:: Problem statement ::
What is needed is an exact copy of the data below, pictures excluded.

[Point localization data]
·····
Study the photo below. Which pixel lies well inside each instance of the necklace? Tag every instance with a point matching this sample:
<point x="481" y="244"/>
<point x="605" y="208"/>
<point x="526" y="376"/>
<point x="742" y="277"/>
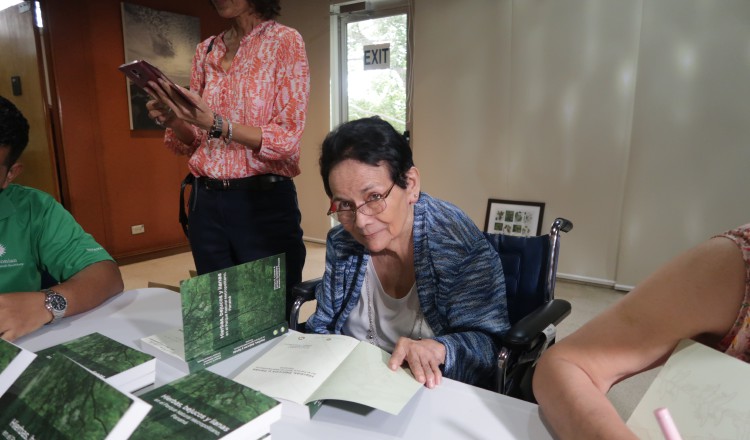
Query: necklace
<point x="372" y="336"/>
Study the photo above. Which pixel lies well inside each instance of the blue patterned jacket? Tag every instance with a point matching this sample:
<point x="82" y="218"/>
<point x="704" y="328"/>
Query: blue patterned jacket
·····
:: Answer space ::
Study the photo below. Which pixel lies well inside each instance of the necklace? Tag every instance with a point matching this sample:
<point x="481" y="244"/>
<point x="605" y="208"/>
<point x="526" y="376"/>
<point x="742" y="277"/>
Query: necklace
<point x="372" y="336"/>
Study the photo above. Which pixel lies well inside each instance of the blue patterned jacket? Tag every instance with a point matching this sample:
<point x="82" y="218"/>
<point x="704" y="328"/>
Query: blue patterned jacket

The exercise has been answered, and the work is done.